>> START

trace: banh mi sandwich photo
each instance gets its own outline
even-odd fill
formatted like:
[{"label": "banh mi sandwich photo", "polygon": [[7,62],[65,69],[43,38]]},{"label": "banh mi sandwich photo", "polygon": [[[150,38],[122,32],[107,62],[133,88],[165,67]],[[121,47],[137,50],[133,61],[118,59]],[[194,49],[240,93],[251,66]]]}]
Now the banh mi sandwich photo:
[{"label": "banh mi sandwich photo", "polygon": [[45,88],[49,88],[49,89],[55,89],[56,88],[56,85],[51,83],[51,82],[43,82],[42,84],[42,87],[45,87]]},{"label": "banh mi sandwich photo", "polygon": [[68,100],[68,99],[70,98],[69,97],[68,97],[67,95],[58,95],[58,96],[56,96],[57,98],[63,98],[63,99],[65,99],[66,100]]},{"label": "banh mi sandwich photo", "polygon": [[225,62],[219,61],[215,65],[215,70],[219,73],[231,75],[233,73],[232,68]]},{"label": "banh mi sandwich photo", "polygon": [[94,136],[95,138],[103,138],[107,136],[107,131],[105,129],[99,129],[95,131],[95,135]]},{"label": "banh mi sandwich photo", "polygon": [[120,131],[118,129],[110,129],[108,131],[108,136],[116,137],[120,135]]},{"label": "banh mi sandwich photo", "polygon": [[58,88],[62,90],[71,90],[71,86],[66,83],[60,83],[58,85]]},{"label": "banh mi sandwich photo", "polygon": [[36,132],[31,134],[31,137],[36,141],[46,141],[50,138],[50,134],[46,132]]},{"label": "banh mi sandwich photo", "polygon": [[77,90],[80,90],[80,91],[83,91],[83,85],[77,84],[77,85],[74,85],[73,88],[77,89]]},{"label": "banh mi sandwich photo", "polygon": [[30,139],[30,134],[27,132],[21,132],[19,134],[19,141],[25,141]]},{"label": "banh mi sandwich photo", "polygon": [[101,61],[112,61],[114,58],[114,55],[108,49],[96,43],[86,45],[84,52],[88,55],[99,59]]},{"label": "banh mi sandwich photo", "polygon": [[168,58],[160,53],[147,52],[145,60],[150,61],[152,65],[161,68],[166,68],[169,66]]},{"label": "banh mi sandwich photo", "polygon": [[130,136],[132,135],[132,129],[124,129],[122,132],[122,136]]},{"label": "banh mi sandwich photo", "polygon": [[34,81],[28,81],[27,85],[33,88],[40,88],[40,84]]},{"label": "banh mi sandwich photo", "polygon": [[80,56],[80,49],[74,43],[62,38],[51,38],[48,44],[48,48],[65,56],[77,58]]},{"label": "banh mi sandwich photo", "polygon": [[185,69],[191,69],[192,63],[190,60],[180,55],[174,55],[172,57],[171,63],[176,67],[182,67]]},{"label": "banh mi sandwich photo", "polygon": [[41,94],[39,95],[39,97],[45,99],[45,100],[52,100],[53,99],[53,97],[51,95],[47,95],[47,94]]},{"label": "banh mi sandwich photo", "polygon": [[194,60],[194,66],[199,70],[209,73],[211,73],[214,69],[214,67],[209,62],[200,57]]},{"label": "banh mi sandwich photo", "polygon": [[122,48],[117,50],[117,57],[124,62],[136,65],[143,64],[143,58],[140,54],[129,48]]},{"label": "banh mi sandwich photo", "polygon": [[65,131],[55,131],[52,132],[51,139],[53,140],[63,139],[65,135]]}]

>> END

Task to complete: Switch "even-odd" to "nonzero" throughout the rows above and give them again, leaving everything else unchanged.

Worked answer:
trace: banh mi sandwich photo
each instance gets its own outline
nonzero fill
formatted like:
[{"label": "banh mi sandwich photo", "polygon": [[7,62],[65,69],[43,38]]},{"label": "banh mi sandwich photo", "polygon": [[[150,38],[122,32],[107,62],[133,88],[165,67]],[[121,47],[137,50],[133,61],[118,59]],[[194,49],[240,93],[251,66]]]}]
Now the banh mi sandwich photo:
[{"label": "banh mi sandwich photo", "polygon": [[45,88],[49,88],[49,89],[55,89],[56,88],[56,85],[51,83],[51,82],[43,82],[42,84],[42,87],[45,87]]},{"label": "banh mi sandwich photo", "polygon": [[68,100],[68,99],[70,98],[69,97],[68,97],[67,95],[58,95],[58,96],[56,96],[57,98],[63,98],[63,99],[65,99],[66,100]]},{"label": "banh mi sandwich photo", "polygon": [[225,62],[219,61],[215,65],[215,70],[219,73],[231,75],[233,73],[232,68]]},{"label": "banh mi sandwich photo", "polygon": [[94,136],[95,138],[103,138],[107,136],[107,131],[105,129],[99,129],[95,131],[95,135]]},{"label": "banh mi sandwich photo", "polygon": [[120,131],[118,129],[110,129],[108,131],[108,136],[116,137],[120,135]]},{"label": "banh mi sandwich photo", "polygon": [[58,88],[62,90],[71,90],[71,86],[66,83],[60,83],[58,85]]},{"label": "banh mi sandwich photo", "polygon": [[36,132],[31,134],[31,137],[36,141],[46,141],[50,138],[50,134],[46,132]]},{"label": "banh mi sandwich photo", "polygon": [[77,90],[80,90],[80,91],[83,91],[83,85],[77,84],[77,85],[74,85],[73,88],[77,89]]},{"label": "banh mi sandwich photo", "polygon": [[30,139],[30,134],[27,132],[21,132],[19,134],[19,141],[25,141]]},{"label": "banh mi sandwich photo", "polygon": [[101,61],[112,61],[114,58],[114,55],[108,49],[96,43],[86,45],[84,52],[88,55],[99,59]]},{"label": "banh mi sandwich photo", "polygon": [[168,58],[160,53],[147,52],[145,60],[150,61],[152,65],[161,68],[166,68],[169,66]]},{"label": "banh mi sandwich photo", "polygon": [[130,136],[132,135],[132,129],[124,129],[122,132],[122,136]]},{"label": "banh mi sandwich photo", "polygon": [[34,81],[28,81],[27,85],[33,88],[40,88],[40,84]]},{"label": "banh mi sandwich photo", "polygon": [[80,56],[80,49],[74,43],[62,38],[51,38],[48,44],[48,48],[65,56],[77,58]]},{"label": "banh mi sandwich photo", "polygon": [[185,69],[191,69],[192,63],[190,60],[180,55],[174,55],[172,57],[171,63],[176,67],[182,67]]},{"label": "banh mi sandwich photo", "polygon": [[41,94],[39,95],[39,97],[45,99],[45,100],[52,100],[53,99],[53,97],[51,95],[47,95],[47,94]]},{"label": "banh mi sandwich photo", "polygon": [[194,60],[194,66],[199,70],[209,73],[211,73],[214,69],[214,67],[209,62],[200,57]]},{"label": "banh mi sandwich photo", "polygon": [[122,48],[117,50],[117,57],[124,62],[136,65],[143,64],[143,58],[140,54],[129,48]]},{"label": "banh mi sandwich photo", "polygon": [[65,131],[55,131],[52,132],[51,139],[53,140],[63,139],[65,135]]}]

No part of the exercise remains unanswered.